In New Math, the Fundamental Theorem is stated as such:
Fundamental Theorem of Calculus: derivative is the 4th side of a picketfence or the 4th side of a rectangle or the 3rd side of a triangle in a cell, and this picketfence or rectangle or triangle area is the integral.
The proof is almost easier than the statement. For the proof involves the Grid System and the connecting of successive points with a straightline segment. So we have in 10 Grid, exactly 100 cells. We have successive points of the function so that 0 goes to 0.1 and 0.1 goes to 0.2 etc. So in a cell, say the 0.1 to 0.2 cell the width of the cell is fixed from 0.1 to 0.2. The two columns or the height of the cell is any number from 0 to 10 or 100 points in all in each column. The function specifies what point to select on the 0.1 column and what point to select on the 0.2 column. Thence we connect those two points with a straightline segment and that is our derivative, and it is a vector with an arrow of direction. Immediately after the derivative is created, it closes in the cell of its width and two columns forming either a picketfence, a rectangle or a triangle. And that is the proof! The function creates a connecting line segment as the derivative and it encloses a width and columns to be a picketfence, or rectangle or triangle which contain area and is the integral.
---------------
• Requirement 1: Do these statements agree with the passage on the Fundamental Theorem? (a) A 10 Grid contains exactly 100 cells. (b) Each column of a cell holds 10 points in all. (c) The derivative is a vector with an arrow of direction. Answer yes or no for each, quoting the deciding words.
• Requirement 2: Can you recast the paragraph beginning "The proof is almost easier than the statement" from the passage on the Fundamental Theorem as a short list that keeps its main facts?
• Requirement 3: Transcribe word for word the stretch from "In New Math, the" through "area is the integral." in the passage on the Fundamental Theorem.

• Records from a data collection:
---------------
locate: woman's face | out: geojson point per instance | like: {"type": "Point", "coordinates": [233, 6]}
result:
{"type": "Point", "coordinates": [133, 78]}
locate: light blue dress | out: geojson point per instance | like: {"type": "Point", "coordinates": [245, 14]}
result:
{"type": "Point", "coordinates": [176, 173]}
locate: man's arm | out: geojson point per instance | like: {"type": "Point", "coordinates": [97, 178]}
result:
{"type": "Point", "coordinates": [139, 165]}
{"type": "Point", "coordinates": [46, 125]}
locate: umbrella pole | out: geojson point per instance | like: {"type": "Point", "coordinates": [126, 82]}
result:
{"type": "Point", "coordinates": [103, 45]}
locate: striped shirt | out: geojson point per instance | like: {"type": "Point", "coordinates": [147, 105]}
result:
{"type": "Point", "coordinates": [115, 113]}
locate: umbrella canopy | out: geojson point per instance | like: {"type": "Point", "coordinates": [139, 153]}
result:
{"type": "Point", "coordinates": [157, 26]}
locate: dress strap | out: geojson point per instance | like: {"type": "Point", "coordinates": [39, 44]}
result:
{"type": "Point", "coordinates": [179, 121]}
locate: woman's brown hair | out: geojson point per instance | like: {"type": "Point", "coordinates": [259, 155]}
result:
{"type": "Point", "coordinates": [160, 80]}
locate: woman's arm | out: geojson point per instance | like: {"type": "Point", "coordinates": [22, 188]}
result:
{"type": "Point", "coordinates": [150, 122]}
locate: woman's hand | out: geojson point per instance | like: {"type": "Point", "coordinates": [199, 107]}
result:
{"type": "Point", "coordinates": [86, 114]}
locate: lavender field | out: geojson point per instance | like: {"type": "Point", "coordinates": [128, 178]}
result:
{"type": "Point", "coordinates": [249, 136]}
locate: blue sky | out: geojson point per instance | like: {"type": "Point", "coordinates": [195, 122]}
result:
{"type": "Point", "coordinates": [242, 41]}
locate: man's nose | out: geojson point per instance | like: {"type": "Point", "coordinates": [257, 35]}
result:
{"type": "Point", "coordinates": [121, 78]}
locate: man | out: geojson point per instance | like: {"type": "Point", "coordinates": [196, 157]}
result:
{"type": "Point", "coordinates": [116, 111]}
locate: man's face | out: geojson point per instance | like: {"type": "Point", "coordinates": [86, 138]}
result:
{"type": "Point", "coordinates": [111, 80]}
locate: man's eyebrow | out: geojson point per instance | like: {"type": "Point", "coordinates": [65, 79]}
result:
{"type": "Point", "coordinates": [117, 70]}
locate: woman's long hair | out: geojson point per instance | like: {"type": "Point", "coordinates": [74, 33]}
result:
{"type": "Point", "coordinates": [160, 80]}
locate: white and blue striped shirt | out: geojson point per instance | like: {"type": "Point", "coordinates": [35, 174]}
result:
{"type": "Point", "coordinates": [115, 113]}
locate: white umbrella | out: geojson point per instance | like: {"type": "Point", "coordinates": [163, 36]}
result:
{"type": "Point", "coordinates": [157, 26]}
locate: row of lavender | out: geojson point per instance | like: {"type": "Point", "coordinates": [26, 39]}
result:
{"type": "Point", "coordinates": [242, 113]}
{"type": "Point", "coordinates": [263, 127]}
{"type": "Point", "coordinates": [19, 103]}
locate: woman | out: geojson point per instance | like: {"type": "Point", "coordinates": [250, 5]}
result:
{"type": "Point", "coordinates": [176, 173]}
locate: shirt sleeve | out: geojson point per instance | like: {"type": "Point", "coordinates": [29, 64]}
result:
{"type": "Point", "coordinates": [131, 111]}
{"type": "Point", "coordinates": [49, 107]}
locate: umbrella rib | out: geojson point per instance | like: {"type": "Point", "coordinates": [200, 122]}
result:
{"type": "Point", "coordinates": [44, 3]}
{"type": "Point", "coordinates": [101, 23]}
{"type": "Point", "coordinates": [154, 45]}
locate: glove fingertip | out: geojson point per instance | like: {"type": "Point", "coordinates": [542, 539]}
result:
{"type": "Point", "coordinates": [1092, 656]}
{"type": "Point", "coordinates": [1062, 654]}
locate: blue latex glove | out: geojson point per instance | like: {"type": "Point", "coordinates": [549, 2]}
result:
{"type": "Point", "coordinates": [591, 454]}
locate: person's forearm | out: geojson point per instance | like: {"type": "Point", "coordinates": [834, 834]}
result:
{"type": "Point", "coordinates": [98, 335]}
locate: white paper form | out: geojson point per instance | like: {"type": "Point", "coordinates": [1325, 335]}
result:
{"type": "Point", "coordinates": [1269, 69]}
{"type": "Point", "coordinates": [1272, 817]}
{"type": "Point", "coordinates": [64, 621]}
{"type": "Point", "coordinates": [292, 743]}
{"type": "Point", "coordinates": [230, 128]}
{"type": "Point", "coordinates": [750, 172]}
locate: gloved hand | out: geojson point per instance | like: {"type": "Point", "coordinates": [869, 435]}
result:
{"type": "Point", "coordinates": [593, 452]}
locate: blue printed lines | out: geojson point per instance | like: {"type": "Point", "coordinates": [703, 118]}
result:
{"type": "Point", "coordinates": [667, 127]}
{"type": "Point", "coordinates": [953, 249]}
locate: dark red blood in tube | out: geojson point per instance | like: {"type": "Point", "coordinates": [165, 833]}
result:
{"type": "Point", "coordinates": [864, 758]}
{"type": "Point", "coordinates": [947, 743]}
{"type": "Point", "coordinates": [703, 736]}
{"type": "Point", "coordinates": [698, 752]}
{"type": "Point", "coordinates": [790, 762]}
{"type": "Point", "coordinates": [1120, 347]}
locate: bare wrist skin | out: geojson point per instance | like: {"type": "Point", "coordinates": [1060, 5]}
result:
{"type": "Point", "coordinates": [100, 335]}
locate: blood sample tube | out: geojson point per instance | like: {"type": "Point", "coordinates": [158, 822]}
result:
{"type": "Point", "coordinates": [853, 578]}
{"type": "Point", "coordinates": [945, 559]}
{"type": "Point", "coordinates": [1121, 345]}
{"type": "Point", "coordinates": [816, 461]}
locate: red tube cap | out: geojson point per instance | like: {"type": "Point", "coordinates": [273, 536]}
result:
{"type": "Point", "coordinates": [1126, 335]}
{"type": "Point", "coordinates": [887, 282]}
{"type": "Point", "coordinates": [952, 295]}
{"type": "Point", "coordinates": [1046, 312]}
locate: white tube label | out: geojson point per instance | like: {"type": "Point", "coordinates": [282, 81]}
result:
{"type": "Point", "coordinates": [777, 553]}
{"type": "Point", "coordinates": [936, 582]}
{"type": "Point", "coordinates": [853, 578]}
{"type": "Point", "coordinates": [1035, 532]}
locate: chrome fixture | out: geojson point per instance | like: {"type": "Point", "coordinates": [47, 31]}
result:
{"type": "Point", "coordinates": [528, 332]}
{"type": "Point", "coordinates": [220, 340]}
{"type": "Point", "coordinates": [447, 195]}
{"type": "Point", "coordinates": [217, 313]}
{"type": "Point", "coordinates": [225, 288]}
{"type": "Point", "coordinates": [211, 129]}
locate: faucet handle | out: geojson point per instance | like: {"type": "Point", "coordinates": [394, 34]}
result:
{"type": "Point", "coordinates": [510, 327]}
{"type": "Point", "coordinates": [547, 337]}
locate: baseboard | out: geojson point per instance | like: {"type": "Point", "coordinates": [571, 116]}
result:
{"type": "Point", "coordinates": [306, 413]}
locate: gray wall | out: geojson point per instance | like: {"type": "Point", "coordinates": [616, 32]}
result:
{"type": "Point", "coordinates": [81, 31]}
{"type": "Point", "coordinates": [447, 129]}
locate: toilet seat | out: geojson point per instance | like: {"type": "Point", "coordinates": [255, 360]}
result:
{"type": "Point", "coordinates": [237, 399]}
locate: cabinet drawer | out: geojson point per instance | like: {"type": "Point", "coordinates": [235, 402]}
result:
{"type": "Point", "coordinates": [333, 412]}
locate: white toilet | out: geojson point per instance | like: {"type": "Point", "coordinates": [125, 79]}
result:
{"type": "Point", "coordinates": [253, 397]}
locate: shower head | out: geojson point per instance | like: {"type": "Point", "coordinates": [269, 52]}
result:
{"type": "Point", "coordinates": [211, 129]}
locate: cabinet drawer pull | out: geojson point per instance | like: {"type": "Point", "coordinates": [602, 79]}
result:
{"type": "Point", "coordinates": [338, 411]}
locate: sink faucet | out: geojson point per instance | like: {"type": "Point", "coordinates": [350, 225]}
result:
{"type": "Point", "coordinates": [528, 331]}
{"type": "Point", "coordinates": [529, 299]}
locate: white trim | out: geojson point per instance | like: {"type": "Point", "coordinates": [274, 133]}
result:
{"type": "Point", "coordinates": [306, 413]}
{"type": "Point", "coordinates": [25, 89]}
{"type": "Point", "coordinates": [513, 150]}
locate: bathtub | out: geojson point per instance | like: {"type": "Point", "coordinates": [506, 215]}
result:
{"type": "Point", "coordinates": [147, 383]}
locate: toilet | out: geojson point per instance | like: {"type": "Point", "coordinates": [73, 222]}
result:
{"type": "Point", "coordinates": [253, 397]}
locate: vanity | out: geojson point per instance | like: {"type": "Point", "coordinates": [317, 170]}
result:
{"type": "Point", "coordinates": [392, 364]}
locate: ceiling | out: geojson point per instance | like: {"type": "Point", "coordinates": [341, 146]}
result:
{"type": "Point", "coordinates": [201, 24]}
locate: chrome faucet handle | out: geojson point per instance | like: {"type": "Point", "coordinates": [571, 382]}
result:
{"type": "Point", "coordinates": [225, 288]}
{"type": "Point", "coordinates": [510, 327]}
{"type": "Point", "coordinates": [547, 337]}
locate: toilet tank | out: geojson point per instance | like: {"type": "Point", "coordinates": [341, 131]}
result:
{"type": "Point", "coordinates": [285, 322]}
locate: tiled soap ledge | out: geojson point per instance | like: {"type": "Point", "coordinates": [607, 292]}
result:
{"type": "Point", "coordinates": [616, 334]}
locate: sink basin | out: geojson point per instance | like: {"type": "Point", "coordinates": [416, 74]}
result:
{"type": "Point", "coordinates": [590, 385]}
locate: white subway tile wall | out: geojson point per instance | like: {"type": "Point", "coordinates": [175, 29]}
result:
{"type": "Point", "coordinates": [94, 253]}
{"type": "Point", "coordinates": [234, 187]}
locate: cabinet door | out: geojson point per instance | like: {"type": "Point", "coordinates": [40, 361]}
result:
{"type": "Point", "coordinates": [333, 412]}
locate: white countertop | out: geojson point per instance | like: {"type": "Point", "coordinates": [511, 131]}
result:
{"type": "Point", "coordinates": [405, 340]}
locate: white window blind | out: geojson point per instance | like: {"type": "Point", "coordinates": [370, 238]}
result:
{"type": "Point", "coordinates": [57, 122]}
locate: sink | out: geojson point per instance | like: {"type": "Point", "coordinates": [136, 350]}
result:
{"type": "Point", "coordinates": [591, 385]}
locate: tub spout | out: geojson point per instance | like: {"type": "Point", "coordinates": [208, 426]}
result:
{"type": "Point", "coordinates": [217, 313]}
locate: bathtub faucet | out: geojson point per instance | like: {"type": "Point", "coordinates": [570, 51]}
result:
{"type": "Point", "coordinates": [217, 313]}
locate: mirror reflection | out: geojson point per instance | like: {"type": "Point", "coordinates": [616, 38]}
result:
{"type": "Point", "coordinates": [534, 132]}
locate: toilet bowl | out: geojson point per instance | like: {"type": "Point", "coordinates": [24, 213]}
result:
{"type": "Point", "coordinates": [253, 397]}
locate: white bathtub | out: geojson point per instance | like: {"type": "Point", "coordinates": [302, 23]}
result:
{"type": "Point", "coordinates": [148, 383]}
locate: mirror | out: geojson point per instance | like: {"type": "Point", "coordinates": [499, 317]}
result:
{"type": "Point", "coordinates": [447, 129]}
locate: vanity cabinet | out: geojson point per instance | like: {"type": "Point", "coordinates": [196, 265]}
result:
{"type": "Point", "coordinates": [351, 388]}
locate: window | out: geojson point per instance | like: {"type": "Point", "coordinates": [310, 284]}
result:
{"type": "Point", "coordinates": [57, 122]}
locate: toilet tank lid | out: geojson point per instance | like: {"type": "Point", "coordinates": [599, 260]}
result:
---------------
• Problem solution 1:
(a) Yes: "So we have in 10 Grid, exactly 100 cells."
(b) No: "The two columns or the height of the cell is any number from 0 to 10 or 100 points in all in each column."
(c) Yes: "that is our derivative, and it is a vector with an arrow of direction."

• Problem solution 2:
- The proof uses the Grid System and joins successive points of the function with a straight line segment.
- A 10 Grid has exactly 100 cells. Successive points run from 0 to 0.1, from 0.1 to 0.2, and so on.
- In a cell such as the 0.1 to 0.2 cell, the width is fixed. Each column's height is any number from 0 to 10, with 100 points in all.
- The function selects one point on each of the two columns. The line segment joining them is the derivative, a vector with an arrow of direction.
- The derivative then closes off the cell's width and two columns as a picketfence, rectangle or triangle. That shape contains area, which is the integral.

• Problem solution 3:
In New Math, the Fundamental Theorem is stated as such:
Fundamental Theorem of Calculus: derivative is the 4th side of a picketfence or the 4th side of a rectangle or the 3rd side of a triangle in a cell, and this picketfence or rectangle or triangle area is the integral.